### What is required
Each of the entries should be retyped precisely as it appears.

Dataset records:
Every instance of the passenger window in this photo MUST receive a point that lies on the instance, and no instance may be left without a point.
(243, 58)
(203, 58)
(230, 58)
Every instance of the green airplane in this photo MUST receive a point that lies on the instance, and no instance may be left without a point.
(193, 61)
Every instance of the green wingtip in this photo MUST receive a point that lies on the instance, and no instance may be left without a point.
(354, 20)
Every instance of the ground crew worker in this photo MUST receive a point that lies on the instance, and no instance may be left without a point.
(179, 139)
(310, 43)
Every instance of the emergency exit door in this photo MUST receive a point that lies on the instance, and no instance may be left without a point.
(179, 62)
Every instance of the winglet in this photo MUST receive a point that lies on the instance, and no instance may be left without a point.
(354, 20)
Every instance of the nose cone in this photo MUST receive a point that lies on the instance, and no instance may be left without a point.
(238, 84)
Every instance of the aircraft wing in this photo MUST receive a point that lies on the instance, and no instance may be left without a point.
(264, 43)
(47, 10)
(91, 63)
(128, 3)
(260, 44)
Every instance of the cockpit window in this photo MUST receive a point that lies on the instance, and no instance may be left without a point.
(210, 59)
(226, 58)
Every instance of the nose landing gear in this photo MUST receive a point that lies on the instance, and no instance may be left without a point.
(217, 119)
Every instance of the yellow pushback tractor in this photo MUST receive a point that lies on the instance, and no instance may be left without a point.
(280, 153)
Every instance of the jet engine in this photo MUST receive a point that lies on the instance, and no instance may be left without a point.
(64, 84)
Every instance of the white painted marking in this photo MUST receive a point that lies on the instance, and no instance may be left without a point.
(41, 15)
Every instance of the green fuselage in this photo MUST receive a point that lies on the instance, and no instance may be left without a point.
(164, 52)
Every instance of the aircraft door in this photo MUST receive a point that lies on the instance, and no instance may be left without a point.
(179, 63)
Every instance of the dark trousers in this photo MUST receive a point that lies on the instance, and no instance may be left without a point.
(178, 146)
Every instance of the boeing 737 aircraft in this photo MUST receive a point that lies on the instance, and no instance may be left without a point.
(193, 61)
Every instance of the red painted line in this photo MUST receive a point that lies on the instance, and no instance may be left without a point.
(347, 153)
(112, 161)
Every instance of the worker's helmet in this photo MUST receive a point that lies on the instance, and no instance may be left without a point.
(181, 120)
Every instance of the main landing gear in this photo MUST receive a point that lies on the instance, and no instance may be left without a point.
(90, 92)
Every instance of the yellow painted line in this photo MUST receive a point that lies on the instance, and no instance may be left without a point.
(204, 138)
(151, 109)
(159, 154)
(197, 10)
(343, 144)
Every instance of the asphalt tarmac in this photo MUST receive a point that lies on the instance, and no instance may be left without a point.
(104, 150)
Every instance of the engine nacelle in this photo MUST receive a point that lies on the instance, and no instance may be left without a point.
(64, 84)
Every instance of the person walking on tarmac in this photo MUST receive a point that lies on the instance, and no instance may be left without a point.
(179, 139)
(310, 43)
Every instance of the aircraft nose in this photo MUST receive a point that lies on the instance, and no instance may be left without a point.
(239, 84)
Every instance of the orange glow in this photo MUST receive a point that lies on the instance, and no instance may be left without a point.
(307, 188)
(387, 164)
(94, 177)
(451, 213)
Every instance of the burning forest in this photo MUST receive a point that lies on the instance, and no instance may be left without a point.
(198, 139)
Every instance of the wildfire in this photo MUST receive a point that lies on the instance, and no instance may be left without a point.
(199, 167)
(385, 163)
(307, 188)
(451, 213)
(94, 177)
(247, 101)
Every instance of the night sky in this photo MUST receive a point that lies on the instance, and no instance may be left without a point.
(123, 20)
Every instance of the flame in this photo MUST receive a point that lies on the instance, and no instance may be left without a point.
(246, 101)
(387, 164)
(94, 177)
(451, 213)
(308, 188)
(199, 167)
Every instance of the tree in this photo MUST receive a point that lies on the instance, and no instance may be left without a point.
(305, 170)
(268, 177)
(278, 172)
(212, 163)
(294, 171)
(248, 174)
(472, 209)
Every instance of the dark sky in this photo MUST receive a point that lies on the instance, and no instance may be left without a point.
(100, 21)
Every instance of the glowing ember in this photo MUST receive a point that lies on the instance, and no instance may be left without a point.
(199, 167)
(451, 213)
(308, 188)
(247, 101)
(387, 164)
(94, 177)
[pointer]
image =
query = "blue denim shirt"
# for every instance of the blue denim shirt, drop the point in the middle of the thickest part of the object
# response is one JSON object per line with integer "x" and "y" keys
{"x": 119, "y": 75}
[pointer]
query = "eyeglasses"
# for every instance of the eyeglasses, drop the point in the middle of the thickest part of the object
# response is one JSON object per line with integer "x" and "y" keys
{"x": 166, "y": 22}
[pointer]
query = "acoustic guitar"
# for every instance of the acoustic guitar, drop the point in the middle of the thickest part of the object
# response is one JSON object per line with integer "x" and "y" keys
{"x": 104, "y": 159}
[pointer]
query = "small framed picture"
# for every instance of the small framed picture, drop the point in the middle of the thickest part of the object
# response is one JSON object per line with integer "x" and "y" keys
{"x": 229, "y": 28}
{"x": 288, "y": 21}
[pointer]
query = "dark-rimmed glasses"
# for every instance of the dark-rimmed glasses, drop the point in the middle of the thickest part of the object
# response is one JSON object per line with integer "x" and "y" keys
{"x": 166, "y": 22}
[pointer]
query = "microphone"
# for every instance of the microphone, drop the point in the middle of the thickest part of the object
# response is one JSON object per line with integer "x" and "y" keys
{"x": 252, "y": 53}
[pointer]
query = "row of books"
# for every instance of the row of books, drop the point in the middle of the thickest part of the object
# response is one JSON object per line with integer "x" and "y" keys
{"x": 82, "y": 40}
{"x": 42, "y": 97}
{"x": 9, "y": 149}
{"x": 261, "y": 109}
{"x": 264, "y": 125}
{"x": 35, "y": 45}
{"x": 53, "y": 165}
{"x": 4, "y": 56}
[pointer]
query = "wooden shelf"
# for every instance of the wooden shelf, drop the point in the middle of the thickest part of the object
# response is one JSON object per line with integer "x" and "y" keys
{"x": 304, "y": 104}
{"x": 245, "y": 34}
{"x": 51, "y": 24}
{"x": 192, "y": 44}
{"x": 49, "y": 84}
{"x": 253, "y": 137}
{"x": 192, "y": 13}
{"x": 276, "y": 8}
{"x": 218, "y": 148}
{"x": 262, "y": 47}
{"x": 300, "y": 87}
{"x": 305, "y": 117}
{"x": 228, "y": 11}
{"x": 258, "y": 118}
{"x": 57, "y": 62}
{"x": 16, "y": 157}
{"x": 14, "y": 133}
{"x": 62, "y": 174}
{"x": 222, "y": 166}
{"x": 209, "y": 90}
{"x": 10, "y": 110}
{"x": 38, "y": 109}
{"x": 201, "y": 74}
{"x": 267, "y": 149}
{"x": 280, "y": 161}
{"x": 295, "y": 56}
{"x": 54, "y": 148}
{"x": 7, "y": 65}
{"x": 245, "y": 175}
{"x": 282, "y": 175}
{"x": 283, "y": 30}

### Answer for the task
Every instance of the passenger window in this photo MUST receive a point that lies on the instance, and no instance may be left without a point.
(243, 58)
(203, 58)
(230, 58)
Every instance of the green airplane in this photo MUST receive a point that lies on the instance, and no instance may be left without a point.
(193, 61)
Every instance of the green wingtip in this photo MUST receive a point that lies on the instance, and no instance may be left without a point.
(354, 20)
Every instance of the ground crew worker in this photo MUST receive a point that lies on the instance, and no instance may be left without a point.
(179, 139)
(310, 43)
Every instance of the emergency exit door in this photo MUST receive a point that lies on the instance, and no instance may be left without a point.
(179, 62)
Every instance of the winglet in this photo MUST receive a point that lies on the instance, and no instance may be left without a point.
(354, 20)
Every instance of the nose cone in this photo MUST receive a point that lies on the instance, and no instance may be left without a point.
(238, 84)
Every instance of the aircraft wing in this photo MUST receive a point that lies on the instance, and no instance may be left without a point.
(264, 43)
(47, 10)
(91, 63)
(128, 3)
(260, 44)
Every instance of the cockpit window in this photo MUST receive a point that lies on the instance, and no instance may be left without a point.
(210, 59)
(226, 58)
Every instance of the nose landing gear in this photo MUST receive a point that lies on the instance, and no instance may be left without a point.
(217, 119)
Every instance of the yellow pushback tractor in this photo MUST receive a point that lies on the instance, and no instance may be left without a point.
(280, 153)
Every instance of the jet engine in this photo MUST receive a point that lies on the instance, and no instance may be left without a point.
(64, 84)
Every instance of the white painted marking in this photo MUST receive a point that lies on the instance, and no instance may be left without a point.
(41, 15)
Every instance of the green fuselage in this photo MUST receive a point that lies on the instance, and no instance may be left without a point.
(164, 52)
Every instance of the aircraft door in this photo MUST receive a point that lies on the instance, and no instance may be left without a point.
(179, 63)
Every instance of the dark trousers in this photo MUST receive a point that lies on the instance, and no instance may be left without a point.
(178, 146)
Every instance of the boeing 737 aircraft in this photo MUST receive a point that lies on the instance, and no instance may be left without a point.
(193, 61)
Every instance of the red painted line in this photo MUST receive a point that lies on the instance, and no instance may be left without a point.
(347, 153)
(112, 161)
Every instance of the worker's helmet in this photo MUST receive a point that lies on the instance, and no instance may be left without a point.
(181, 120)
Every instance of the main landing gear in this photo MUST receive a point that lies on the instance, and no instance may be left without a point.
(90, 92)
Every instance of the yellow painted line in this photo MUST receive a point that lies on the instance, and no instance may be left without a point.
(204, 138)
(151, 109)
(159, 154)
(197, 10)
(343, 144)
Every instance of the asphalt tarmac in this photo MUST receive a point that lies on the instance, and no instance may be left without a point.
(104, 150)
Every instance of the engine nacelle in this photo MUST receive a point that lies on the instance, and no instance may be left without a point.
(64, 84)
Every instance of the person walking on tarmac in this photo MUST receive a point that lies on the instance, and no instance may be left without a point.
(179, 139)
(310, 43)
Every instance of the aircraft nose in this photo MUST receive a point that lies on the instance, and no instance may be left without a point.
(239, 84)
Every instance of the orange glow in this photo MUST receive a point that lies on the instance, and no instance may be left without a point.
(307, 188)
(387, 164)
(94, 177)
(451, 213)
Every instance of the burning forest in this photo MUST receive a point that lies on the instance, and no instance may be left without a point.
(198, 139)
Every instance of the wildfire in this photo MUST receive a point that lies on the instance, and no instance may be left without a point.
(199, 167)
(385, 163)
(307, 188)
(451, 213)
(94, 177)
(247, 101)
Every instance of the night sky in this photo MUST receive a point that lies on the instance, and no instance may be left without a point.
(123, 20)
Every instance of the flame in this photo MUST receive a point that lies on the instance, and no instance may be left without a point.
(246, 101)
(387, 164)
(94, 177)
(451, 213)
(308, 188)
(199, 167)
Every instance of the tree in this photo MUST receive a point that lies on the instance, and no instance may be left without a point.
(305, 170)
(268, 177)
(278, 172)
(212, 163)
(294, 171)
(248, 174)
(472, 209)
Every instance of the dark sky in this photo MUST receive a point that lies on the instance, and no instance may be left without a point.
(100, 21)
Every instance of the glowing ember in this photo MUST receive a point that lies on the instance, and no instance may be left without a point.
(199, 167)
(451, 213)
(308, 188)
(247, 101)
(387, 164)
(94, 177)
[pointer]
image =
query = "blue denim shirt"
# for every instance of the blue denim shirt, drop the point in the middle of the thickest part of the object
# response is one JSON object per line with integer "x" and "y" keys
{"x": 119, "y": 75}
[pointer]
query = "eyeglasses"
# for every instance of the eyeglasses, drop the point in the middle of the thickest part of the object
# response is one JSON object per line with integer "x" and "y" keys
{"x": 166, "y": 22}
[pointer]
query = "acoustic guitar"
# for every instance of the acoustic guitar, drop the point in the middle of the thickest part of the object
# response is one JSON object per line with integer "x" and "y" keys
{"x": 104, "y": 159}
[pointer]
query = "small framed picture"
# for every instance of the small framed picture, drop the point in the middle of the thickest part of the object
# response is one JSON object per line with integer "x" and "y" keys
{"x": 229, "y": 28}
{"x": 288, "y": 21}
[pointer]
query = "dark-rimmed glasses"
# for every instance of the dark-rimmed glasses, drop the point in the middle of the thickest part of the object
# response is one JSON object per line with integer "x" and "y" keys
{"x": 166, "y": 22}
[pointer]
query = "microphone"
# for every instance of the microphone, drop the point in the middle of the thickest part of the object
# response is one JSON object per line with integer "x" and "y" keys
{"x": 252, "y": 53}
[pointer]
query = "row of books"
# for every instance of the row of books, drop the point in the middle of the thickest part of the object
# response is one JSON object per line with integer "x" and "y" keys
{"x": 82, "y": 40}
{"x": 42, "y": 97}
{"x": 9, "y": 149}
{"x": 261, "y": 109}
{"x": 264, "y": 125}
{"x": 35, "y": 45}
{"x": 53, "y": 165}
{"x": 4, "y": 56}
[pointer]
query = "wooden shelf"
# for every instance of the wooden shelf, drop the point in the middle of the thickest part of the object
# response is one JSON object per line with integer "x" and "y" keys
{"x": 304, "y": 104}
{"x": 245, "y": 34}
{"x": 51, "y": 24}
{"x": 192, "y": 44}
{"x": 49, "y": 84}
{"x": 253, "y": 137}
{"x": 192, "y": 13}
{"x": 276, "y": 8}
{"x": 218, "y": 148}
{"x": 262, "y": 47}
{"x": 300, "y": 87}
{"x": 305, "y": 117}
{"x": 228, "y": 11}
{"x": 258, "y": 118}
{"x": 57, "y": 62}
{"x": 16, "y": 157}
{"x": 14, "y": 133}
{"x": 62, "y": 174}
{"x": 222, "y": 166}
{"x": 209, "y": 90}
{"x": 10, "y": 110}
{"x": 38, "y": 109}
{"x": 201, "y": 74}
{"x": 267, "y": 149}
{"x": 280, "y": 161}
{"x": 295, "y": 56}
{"x": 54, "y": 148}
{"x": 7, "y": 65}
{"x": 245, "y": 175}
{"x": 282, "y": 175}
{"x": 283, "y": 30}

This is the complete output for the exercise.